- _DATASET EXCERPTS_:

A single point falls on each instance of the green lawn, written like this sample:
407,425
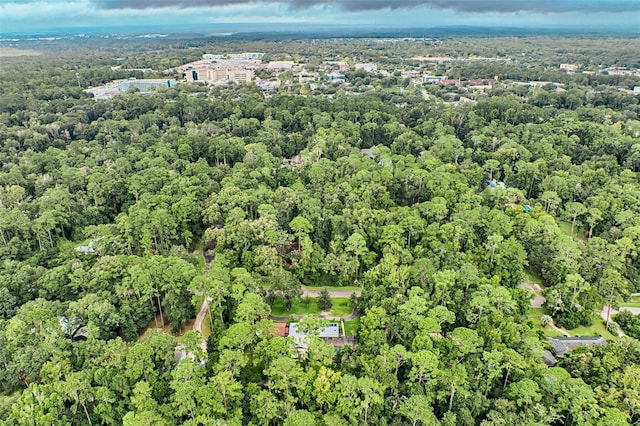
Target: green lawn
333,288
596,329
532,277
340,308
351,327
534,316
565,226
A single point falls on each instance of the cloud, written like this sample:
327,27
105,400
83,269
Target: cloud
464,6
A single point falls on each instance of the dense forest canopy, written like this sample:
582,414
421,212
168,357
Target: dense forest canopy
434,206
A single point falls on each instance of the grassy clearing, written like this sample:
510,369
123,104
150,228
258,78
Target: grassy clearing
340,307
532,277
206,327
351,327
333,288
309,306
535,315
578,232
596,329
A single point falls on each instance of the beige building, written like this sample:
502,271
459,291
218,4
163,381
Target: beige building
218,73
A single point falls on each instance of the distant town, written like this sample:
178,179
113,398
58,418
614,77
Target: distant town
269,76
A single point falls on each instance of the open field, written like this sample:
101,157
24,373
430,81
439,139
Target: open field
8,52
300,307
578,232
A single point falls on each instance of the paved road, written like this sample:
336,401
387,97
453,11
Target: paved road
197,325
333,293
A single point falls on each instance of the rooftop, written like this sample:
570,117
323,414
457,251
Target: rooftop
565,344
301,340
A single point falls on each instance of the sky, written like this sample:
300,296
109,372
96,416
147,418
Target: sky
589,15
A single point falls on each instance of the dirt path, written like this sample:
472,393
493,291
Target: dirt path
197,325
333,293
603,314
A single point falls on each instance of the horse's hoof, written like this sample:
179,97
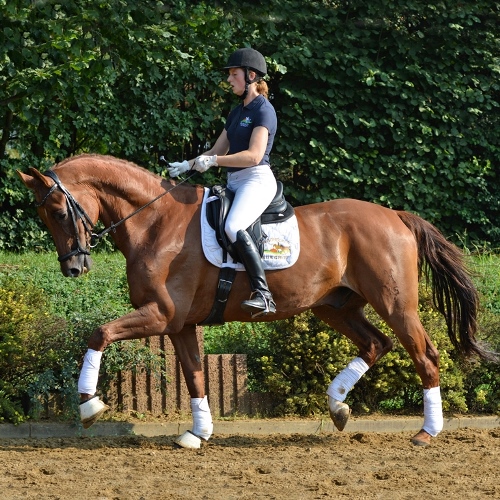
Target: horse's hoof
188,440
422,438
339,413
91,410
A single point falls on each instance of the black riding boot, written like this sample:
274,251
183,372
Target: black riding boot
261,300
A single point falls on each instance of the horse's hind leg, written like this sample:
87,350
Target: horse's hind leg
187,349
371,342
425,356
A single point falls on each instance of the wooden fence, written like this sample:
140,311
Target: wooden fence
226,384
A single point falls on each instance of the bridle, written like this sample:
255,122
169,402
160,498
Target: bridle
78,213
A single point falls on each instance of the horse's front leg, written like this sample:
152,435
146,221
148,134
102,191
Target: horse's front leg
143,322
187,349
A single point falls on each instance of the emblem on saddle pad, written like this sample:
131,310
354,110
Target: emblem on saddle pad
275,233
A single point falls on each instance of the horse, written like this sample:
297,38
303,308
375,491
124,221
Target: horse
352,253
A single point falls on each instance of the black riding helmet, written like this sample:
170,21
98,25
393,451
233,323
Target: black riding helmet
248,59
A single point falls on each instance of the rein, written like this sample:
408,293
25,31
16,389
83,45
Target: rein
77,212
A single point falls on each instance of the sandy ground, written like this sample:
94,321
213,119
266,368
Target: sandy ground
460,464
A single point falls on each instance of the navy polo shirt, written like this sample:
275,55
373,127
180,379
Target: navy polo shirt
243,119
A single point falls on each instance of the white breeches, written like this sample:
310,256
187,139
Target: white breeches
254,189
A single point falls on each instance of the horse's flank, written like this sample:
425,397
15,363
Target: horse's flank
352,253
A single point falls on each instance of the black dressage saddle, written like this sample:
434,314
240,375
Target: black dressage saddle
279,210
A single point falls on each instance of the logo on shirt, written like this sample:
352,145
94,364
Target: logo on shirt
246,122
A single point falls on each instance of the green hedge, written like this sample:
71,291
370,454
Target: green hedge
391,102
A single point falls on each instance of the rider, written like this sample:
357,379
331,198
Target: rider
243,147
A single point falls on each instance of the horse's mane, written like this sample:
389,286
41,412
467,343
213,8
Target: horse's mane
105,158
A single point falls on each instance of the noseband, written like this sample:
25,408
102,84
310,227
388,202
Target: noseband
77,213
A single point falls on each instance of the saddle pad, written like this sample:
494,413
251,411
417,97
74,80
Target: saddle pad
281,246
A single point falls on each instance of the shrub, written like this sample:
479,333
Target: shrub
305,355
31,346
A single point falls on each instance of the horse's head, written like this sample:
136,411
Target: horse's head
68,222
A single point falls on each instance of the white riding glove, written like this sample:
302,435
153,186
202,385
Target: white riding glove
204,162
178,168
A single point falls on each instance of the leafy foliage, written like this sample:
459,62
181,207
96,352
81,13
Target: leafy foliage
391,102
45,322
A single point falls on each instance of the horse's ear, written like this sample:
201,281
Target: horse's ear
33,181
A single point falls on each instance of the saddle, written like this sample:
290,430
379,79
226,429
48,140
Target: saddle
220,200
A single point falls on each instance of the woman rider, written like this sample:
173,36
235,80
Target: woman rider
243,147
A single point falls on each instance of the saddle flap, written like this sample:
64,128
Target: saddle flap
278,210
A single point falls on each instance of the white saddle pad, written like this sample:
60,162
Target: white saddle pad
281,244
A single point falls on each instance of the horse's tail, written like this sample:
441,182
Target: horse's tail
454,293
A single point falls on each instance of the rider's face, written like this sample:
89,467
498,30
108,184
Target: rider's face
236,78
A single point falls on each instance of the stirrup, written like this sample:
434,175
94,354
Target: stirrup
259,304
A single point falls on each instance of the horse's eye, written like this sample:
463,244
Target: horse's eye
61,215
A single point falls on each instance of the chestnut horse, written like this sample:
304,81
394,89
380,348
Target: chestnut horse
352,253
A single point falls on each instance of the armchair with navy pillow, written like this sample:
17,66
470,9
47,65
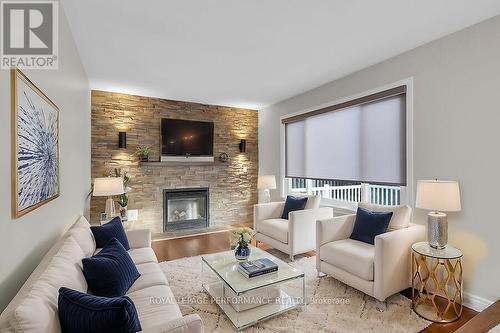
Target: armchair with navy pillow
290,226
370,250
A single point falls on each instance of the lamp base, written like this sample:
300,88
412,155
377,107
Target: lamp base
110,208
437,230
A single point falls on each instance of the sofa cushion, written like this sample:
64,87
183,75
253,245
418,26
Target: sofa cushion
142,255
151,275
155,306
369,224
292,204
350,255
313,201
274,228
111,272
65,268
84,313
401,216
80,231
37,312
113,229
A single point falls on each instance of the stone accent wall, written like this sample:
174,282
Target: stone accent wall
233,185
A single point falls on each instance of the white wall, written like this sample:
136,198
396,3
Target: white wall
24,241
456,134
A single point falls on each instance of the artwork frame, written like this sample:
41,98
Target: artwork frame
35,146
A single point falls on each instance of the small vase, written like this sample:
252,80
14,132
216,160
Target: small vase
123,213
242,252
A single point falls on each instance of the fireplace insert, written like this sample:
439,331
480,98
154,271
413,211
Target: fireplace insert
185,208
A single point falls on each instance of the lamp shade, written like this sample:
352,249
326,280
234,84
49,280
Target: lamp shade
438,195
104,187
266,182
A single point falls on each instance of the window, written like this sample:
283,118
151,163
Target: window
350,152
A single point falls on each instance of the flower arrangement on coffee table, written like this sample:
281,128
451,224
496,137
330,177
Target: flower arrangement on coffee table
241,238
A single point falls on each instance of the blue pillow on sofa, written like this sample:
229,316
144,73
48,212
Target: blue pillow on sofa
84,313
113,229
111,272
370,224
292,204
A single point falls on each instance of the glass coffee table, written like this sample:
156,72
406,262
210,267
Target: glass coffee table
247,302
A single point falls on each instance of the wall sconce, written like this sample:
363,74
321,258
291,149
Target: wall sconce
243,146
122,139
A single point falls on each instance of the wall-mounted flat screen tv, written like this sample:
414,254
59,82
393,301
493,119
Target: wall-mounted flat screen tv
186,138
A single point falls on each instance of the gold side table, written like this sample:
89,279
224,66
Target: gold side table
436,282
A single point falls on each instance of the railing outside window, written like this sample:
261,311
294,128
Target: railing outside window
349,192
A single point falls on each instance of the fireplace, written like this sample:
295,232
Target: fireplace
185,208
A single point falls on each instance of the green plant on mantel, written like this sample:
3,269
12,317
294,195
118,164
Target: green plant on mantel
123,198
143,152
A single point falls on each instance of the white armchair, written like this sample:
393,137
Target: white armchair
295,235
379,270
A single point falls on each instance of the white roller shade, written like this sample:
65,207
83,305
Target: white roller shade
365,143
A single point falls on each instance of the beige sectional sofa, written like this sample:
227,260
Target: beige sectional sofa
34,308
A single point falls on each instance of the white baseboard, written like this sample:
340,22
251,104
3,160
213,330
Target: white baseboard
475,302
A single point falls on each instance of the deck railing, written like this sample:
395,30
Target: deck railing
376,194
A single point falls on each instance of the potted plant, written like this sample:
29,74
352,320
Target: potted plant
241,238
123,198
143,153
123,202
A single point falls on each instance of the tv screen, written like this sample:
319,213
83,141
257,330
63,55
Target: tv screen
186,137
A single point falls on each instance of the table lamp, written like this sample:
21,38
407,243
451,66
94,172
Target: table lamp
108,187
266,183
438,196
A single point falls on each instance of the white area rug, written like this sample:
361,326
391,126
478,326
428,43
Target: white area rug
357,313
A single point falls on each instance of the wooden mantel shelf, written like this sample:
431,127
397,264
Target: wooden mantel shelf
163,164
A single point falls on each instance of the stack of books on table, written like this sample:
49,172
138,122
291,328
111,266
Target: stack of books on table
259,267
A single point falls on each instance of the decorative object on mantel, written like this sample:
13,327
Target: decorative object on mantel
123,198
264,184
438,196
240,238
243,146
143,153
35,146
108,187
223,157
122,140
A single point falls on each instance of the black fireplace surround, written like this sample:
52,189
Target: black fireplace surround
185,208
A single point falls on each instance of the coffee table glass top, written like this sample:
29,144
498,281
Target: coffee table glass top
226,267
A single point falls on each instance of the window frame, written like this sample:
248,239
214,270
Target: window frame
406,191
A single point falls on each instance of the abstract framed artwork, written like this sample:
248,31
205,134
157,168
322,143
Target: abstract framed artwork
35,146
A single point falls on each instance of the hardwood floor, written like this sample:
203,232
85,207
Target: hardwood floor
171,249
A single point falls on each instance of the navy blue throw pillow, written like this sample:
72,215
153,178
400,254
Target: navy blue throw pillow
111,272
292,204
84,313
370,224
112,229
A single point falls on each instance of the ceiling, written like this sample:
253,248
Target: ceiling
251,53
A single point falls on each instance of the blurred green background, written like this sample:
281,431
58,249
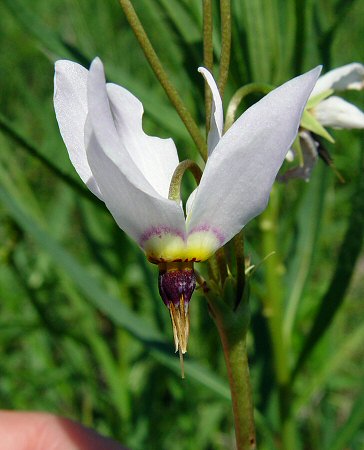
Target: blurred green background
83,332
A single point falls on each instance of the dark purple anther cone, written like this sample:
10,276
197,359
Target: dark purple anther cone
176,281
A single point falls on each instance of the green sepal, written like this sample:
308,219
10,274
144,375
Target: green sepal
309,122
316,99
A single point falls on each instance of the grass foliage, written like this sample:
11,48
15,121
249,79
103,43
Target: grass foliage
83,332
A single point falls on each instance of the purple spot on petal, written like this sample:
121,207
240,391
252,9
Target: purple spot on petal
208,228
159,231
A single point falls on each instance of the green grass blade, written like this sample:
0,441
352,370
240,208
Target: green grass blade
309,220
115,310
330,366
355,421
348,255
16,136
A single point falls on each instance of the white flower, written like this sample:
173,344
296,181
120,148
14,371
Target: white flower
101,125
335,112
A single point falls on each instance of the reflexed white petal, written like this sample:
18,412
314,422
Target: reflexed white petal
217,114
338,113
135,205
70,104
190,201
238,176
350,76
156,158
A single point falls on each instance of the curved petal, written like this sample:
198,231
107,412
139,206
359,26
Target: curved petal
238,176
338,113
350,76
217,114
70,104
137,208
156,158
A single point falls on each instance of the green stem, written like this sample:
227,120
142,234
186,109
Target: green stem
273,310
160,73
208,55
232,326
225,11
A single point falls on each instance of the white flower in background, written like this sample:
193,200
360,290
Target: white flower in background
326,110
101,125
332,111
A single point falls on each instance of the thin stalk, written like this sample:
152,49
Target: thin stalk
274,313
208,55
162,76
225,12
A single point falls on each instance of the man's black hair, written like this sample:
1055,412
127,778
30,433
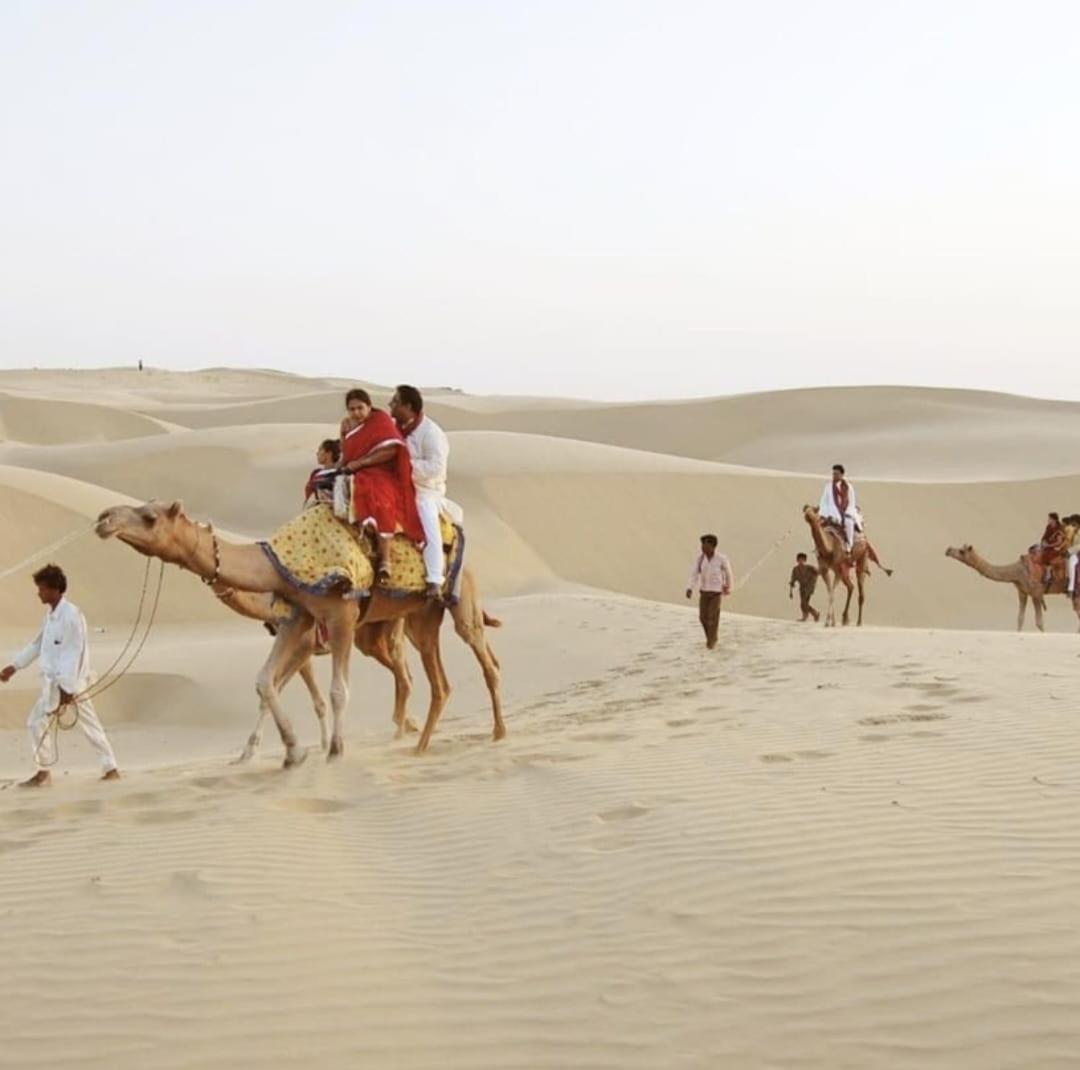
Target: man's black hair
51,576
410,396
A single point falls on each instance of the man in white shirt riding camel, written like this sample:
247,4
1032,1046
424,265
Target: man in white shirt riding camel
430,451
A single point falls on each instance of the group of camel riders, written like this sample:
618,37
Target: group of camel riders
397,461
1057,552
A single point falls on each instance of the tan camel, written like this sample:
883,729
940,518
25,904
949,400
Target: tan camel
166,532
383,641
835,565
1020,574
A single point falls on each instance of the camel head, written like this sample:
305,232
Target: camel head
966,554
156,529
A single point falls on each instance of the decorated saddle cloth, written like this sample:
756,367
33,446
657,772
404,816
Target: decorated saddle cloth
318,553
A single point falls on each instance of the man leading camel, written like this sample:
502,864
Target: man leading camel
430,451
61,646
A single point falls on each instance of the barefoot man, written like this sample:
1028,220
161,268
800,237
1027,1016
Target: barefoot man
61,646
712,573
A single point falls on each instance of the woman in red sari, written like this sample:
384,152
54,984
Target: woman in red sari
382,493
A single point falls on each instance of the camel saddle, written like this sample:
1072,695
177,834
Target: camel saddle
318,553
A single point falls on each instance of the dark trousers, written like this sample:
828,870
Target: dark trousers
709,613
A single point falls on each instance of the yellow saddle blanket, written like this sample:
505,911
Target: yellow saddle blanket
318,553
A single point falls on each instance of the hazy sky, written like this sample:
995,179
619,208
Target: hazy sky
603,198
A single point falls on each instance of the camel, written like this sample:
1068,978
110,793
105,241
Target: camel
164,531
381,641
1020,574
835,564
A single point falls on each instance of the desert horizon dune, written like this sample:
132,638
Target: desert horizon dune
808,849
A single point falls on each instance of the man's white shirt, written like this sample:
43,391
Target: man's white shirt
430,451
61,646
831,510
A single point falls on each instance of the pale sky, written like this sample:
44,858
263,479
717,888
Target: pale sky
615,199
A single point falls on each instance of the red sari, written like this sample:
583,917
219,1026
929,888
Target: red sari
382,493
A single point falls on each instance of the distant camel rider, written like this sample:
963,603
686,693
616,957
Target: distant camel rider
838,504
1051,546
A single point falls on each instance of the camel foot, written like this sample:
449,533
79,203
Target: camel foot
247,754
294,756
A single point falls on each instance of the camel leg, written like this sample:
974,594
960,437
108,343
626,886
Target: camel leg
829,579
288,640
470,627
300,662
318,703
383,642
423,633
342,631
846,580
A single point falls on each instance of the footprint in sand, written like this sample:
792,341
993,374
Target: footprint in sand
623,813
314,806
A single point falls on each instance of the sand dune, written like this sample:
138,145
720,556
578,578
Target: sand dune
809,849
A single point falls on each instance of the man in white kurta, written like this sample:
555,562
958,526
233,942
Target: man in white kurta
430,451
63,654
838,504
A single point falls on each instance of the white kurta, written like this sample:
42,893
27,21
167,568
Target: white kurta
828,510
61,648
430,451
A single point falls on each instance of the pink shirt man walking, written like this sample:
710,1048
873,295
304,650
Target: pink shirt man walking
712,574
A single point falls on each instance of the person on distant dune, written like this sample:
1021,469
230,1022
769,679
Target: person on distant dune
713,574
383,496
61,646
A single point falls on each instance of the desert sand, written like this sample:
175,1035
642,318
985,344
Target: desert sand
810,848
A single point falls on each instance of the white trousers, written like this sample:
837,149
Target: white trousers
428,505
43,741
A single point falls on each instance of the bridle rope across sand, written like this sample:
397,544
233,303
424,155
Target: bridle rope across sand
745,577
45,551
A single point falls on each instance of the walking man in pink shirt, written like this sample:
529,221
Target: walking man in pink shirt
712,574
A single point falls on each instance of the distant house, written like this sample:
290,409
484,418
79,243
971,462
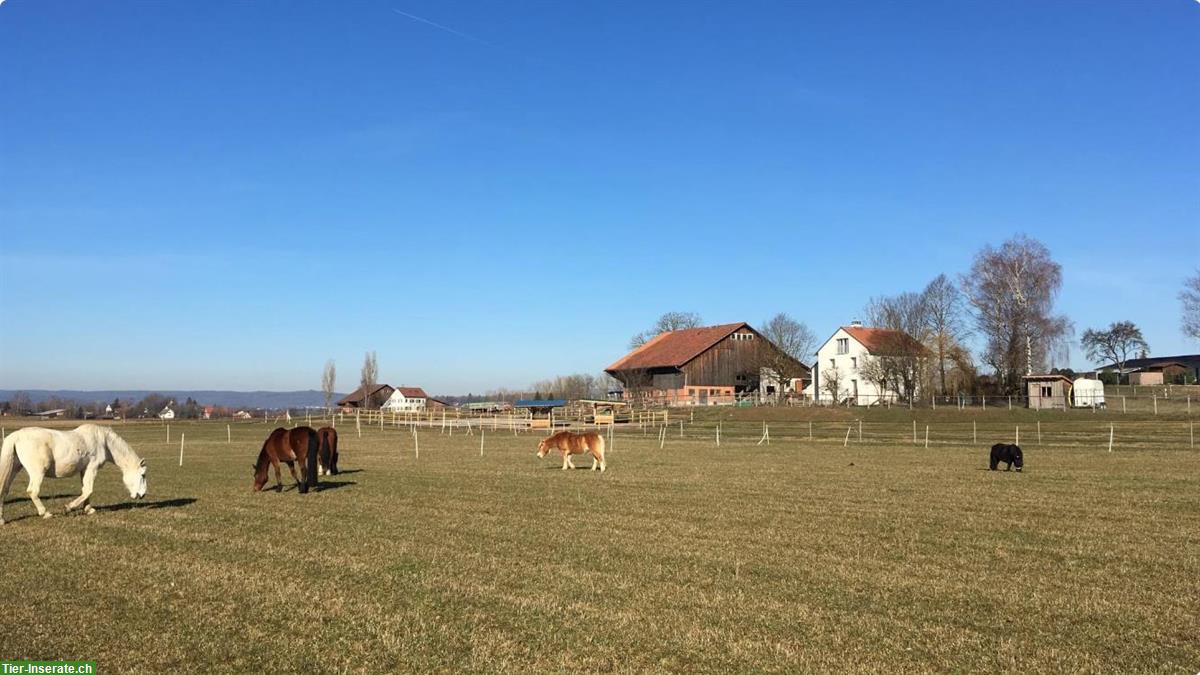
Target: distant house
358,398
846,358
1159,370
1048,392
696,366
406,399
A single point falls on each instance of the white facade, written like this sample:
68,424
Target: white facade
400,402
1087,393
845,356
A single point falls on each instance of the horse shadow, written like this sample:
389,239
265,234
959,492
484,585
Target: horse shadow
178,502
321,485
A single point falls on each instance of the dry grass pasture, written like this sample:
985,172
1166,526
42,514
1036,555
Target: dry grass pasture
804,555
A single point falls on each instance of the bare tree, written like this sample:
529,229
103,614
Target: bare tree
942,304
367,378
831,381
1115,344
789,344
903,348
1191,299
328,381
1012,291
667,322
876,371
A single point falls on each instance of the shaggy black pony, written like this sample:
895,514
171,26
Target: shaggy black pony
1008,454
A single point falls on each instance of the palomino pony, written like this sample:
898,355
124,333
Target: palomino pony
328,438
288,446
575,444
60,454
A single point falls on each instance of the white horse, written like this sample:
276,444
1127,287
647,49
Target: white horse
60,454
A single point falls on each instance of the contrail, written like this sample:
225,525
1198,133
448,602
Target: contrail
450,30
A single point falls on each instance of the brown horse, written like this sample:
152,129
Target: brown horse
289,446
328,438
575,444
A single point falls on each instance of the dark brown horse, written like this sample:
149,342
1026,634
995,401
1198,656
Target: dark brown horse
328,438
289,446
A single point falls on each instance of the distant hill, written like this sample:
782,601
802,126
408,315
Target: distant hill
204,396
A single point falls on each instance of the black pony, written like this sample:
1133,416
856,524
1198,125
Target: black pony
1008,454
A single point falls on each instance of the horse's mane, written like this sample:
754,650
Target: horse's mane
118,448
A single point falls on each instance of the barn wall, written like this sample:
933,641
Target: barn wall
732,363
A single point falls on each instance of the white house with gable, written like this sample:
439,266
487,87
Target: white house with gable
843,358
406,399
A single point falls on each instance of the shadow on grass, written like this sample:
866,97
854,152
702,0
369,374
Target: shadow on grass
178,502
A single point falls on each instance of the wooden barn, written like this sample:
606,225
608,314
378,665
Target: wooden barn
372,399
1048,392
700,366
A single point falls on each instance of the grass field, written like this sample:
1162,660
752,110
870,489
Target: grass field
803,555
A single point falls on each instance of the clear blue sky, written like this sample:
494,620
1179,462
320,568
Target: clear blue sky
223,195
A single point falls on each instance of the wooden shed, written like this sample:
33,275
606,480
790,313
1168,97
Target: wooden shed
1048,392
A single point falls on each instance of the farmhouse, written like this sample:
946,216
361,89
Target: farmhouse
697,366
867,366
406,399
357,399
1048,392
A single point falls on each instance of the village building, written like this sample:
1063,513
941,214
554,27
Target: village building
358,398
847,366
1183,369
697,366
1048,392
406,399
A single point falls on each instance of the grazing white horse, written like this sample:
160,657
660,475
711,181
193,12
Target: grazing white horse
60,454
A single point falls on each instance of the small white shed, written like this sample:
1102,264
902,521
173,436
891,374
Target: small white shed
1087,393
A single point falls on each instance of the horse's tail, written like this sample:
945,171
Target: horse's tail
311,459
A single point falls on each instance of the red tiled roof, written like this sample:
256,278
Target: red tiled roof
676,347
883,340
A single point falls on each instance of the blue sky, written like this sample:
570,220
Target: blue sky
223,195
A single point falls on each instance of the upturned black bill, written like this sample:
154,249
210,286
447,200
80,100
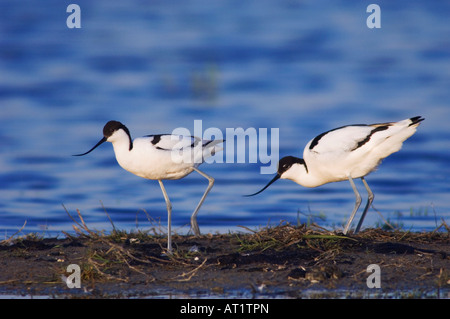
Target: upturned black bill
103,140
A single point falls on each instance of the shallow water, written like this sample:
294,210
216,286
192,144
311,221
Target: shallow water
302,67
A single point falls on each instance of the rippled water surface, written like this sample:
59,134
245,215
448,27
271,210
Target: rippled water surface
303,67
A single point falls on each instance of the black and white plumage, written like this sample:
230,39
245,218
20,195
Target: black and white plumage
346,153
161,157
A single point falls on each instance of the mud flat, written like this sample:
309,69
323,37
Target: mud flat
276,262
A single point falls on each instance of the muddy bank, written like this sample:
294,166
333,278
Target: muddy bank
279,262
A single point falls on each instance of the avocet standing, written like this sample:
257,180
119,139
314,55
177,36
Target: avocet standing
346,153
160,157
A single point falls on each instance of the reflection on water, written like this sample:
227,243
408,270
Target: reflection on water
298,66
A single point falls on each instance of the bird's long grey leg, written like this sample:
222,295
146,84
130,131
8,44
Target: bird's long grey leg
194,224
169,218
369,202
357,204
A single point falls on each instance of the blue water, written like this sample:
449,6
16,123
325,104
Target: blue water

- _EXERCISE_: Starting from the line containing "A single point falls on each instance of the shallow" and ending with the final line of the data, reproduce each line exactly as it appears, including no other lines.

- _EXERCISE RESULT_:
A single point falls on each instance of the shallow water, written like this sample:
294,210
216,286
192,144
311,221
Target: shallow water
302,67
A single point falls on each instance of the rippled water surface, written like this sample:
59,134
245,215
448,27
271,210
Target: rippled water surface
303,67
A single point falls on each instance of the black and white plumage, written like this sample:
230,39
245,218
20,195
Target: black and white plumage
346,153
161,157
A single point falls on each instance of the mud flat, written like this sample:
309,69
323,37
Target: mud flat
276,262
A single point falls on each instance of the muddy bank, written like this sample:
294,166
333,278
Target: muddy bank
279,262
A single point falls on each instance of the avocet standing, written like this sample:
257,180
119,139
314,55
177,36
Target: avocet standing
346,153
160,157
A single point falls on each instance of the reflection on water, written like this sample:
227,243
408,270
Target: reflection on water
298,66
A single point falls on each instance of the bird's long grey leg, written like this sample:
222,295
146,84
130,131
8,44
Target: bird's long grey leg
194,224
169,218
369,202
357,204
A single point falls on each instance of the blue water, written like this sample:
449,6
16,123
325,104
Target: blue water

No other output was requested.